[Source records]
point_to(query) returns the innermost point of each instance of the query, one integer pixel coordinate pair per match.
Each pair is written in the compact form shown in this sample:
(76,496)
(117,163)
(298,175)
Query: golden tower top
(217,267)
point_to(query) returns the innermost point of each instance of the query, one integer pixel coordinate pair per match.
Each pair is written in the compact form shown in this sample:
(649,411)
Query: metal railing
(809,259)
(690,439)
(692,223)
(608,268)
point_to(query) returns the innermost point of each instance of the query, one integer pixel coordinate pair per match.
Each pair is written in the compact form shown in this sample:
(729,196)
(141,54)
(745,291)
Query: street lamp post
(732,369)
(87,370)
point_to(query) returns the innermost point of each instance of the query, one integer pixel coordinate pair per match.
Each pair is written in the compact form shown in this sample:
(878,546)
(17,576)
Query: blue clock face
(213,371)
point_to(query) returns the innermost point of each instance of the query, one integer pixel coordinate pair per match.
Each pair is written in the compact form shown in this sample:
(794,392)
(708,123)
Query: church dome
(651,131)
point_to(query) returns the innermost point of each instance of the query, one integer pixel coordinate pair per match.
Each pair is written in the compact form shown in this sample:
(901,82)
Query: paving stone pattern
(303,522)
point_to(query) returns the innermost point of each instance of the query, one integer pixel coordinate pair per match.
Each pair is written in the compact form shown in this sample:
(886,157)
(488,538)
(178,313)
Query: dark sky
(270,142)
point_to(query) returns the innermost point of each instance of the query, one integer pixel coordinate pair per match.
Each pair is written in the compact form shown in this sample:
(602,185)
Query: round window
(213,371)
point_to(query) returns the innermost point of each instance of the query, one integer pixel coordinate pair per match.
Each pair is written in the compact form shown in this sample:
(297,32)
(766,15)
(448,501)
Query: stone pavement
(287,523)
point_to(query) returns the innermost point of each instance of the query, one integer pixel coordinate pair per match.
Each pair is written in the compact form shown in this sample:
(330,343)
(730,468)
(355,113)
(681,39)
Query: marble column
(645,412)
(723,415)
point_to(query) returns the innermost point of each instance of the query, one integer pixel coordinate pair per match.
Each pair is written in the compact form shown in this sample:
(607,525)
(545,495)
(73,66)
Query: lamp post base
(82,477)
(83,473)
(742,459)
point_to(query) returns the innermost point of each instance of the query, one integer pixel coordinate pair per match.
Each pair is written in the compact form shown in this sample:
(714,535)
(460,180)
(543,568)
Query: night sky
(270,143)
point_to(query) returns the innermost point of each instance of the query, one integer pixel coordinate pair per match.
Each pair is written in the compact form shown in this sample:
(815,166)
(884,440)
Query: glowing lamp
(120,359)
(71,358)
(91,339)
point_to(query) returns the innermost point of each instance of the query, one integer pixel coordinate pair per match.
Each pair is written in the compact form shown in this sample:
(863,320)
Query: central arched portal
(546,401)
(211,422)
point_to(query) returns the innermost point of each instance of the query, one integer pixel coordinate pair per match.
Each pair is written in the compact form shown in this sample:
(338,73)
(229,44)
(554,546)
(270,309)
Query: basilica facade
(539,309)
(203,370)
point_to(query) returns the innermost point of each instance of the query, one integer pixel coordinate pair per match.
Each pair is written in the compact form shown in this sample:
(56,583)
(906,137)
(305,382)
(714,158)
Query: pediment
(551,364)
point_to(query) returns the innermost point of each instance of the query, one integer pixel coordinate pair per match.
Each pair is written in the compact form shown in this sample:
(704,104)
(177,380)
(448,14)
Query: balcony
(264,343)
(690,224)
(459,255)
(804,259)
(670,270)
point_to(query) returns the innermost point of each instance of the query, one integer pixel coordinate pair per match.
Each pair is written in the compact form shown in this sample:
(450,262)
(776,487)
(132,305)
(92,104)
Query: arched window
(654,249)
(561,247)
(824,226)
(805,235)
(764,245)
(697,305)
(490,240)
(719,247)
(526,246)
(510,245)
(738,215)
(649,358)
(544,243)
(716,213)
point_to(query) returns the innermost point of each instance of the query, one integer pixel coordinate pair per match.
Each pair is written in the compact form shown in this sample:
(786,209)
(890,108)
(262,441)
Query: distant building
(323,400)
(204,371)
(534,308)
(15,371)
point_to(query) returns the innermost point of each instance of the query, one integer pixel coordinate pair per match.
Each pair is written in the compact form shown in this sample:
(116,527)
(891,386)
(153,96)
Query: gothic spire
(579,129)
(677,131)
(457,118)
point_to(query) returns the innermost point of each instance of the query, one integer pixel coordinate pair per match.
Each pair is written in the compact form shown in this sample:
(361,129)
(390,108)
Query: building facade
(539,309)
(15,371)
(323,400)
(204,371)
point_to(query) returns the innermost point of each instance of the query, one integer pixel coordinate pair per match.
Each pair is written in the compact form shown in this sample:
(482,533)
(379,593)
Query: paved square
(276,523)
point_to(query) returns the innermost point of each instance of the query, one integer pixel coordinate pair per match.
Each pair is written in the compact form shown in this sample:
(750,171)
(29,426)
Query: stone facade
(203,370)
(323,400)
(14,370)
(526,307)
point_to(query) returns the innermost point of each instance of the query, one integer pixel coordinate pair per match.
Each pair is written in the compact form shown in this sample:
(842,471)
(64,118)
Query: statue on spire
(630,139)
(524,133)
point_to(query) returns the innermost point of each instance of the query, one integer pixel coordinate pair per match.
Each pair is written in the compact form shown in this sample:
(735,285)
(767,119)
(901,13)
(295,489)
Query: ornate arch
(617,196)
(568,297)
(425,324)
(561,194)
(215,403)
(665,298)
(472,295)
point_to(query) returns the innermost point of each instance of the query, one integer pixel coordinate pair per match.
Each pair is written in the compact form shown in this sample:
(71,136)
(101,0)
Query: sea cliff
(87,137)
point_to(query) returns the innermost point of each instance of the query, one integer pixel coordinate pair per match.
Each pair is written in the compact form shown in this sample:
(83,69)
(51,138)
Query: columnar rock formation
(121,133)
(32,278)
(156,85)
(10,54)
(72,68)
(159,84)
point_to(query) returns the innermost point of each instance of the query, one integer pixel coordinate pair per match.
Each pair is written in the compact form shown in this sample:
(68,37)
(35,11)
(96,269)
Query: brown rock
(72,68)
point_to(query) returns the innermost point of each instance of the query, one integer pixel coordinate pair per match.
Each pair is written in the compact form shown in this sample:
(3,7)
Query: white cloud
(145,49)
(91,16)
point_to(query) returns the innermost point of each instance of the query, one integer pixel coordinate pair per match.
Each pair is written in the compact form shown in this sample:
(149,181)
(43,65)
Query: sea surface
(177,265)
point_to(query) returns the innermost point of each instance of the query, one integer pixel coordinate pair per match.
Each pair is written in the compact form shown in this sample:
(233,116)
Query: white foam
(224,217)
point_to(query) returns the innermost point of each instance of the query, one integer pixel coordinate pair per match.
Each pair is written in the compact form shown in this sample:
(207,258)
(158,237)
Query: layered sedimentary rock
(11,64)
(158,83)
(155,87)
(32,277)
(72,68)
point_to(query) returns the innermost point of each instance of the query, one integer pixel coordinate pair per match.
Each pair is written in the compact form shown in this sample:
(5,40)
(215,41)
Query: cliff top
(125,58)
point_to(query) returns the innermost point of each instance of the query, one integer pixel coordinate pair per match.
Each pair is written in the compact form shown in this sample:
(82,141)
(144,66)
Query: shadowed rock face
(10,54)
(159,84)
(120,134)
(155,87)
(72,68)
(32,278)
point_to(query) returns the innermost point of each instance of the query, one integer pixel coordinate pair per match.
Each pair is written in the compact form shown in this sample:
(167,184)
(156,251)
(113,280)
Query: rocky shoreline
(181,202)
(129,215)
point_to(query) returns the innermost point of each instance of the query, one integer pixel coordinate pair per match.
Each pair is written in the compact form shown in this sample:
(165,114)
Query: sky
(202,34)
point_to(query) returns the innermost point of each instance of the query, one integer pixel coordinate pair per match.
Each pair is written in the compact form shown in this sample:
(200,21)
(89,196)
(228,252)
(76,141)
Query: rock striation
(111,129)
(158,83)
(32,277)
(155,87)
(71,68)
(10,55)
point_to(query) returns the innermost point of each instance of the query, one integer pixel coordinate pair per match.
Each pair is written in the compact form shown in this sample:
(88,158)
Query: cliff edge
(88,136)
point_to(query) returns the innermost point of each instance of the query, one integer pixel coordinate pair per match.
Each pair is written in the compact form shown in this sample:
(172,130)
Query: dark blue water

§ The request: How many of the lines above contain the word "facade"? Reply with the number alone.

§ Written answer: 3